### 原文抜粋

2022年10月20日公開
2022年のドラフト会議、埼玉西武ライオンズが単独1位指名をしたのは渡辺久信GMが公言していた通り蛭間拓哉外野手(早稲田大)だった。2022年のドラフト会議では9球団が1位指名選手が事前予告するという珍しい状況になったわけだが、ライオンズも公言したことが奏功し、この非常に魅力的な選手を単独指名することができた。
しかも西武球団が野手を1位指名したのは2020年の渡部健人内野手、2013年の森友哉捕手以来で、その前の野手の1位指名は2005年の炭谷銀仁朗捕手まで遡らなければならない。そしてそれ以前の捕手以外での野手の1位指名となると、2002年に自由獲得枠で入団した後藤武敏内野手まで遡ることになる。つまり2000年台に入ってからのライオンズは、それだけピッチングスタッフに苦労していたということだ。

######
### 提供情報

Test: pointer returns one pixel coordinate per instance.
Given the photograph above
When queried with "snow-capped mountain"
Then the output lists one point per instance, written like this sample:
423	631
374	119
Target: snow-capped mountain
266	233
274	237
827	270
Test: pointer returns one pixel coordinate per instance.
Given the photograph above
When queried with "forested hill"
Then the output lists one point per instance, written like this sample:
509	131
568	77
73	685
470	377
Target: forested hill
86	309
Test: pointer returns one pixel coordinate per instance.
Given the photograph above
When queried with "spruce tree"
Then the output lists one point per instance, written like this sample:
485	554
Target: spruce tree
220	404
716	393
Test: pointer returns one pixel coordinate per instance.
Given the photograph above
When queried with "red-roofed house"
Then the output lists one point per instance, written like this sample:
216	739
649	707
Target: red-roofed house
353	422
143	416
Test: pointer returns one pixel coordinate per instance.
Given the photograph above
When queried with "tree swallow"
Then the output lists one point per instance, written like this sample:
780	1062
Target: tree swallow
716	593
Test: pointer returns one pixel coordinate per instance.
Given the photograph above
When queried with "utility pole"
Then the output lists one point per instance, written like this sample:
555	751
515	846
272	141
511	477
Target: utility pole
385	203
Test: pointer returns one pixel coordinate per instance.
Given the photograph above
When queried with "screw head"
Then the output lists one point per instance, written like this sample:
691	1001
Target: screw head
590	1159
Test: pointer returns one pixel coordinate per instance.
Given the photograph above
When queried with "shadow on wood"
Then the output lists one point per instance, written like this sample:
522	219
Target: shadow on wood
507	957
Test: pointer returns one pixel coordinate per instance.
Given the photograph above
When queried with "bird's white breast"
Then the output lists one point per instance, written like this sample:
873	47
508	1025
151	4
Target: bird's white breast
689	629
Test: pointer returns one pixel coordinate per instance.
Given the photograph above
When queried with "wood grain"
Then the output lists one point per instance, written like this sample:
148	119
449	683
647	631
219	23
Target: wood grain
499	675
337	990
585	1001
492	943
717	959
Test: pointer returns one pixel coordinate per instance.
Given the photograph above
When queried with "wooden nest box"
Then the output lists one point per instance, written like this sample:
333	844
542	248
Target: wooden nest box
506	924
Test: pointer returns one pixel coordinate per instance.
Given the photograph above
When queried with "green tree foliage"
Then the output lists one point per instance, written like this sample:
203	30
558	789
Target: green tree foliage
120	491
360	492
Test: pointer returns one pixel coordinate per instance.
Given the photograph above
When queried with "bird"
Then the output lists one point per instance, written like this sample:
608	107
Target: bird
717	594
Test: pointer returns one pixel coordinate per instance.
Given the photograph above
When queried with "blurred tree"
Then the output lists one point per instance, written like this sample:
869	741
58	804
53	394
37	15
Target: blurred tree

######

課題のねらい: ドラフト会議の記事の続きを、最後の文の後から書いてください。 ここにある行は、ドラフト会議の記事とは関係がありません。

作成結果:
だが今季は投手陣をリーグトップという水準まで整備できたこともあり、1位指名は蛭間拓哉外野手で、2位指名も古川雄大外野手(佐伯鶴城高)となり、近年なかなかレギュラーを固定できずにいる外野陣を積極的に指名する結果となった。渡辺久信GMはチームのウィークポイントを徹底してドラフト指名してくる傾向があるため、1位2位指名が共に外野手というのは非常に珍しいわけだが、しかしこの指名自体は不思議ではなかったと思う。
ちなみに蛭間選手は12球団ジュニアトーナメントのライオンズジュニア出身の選手で、蛭間選手自身最も行きたい球団としてライオンズを挙げていた。つまりこの指名は相思相愛だったというわけだ。
話を少し戻すと、今年のドラフト会議では9球団が1位指名選手を事前予告したわけだが、筆者はこのやり方はとても良いと思っている。日本の野球ファンはグラウンド外でのドラマも求めがちだが、しかしやる側からするとグラウンド外のドラマなどに巻き込まれたくはない。例えば清原和博選手や木村優太投手の例などはその典型だ。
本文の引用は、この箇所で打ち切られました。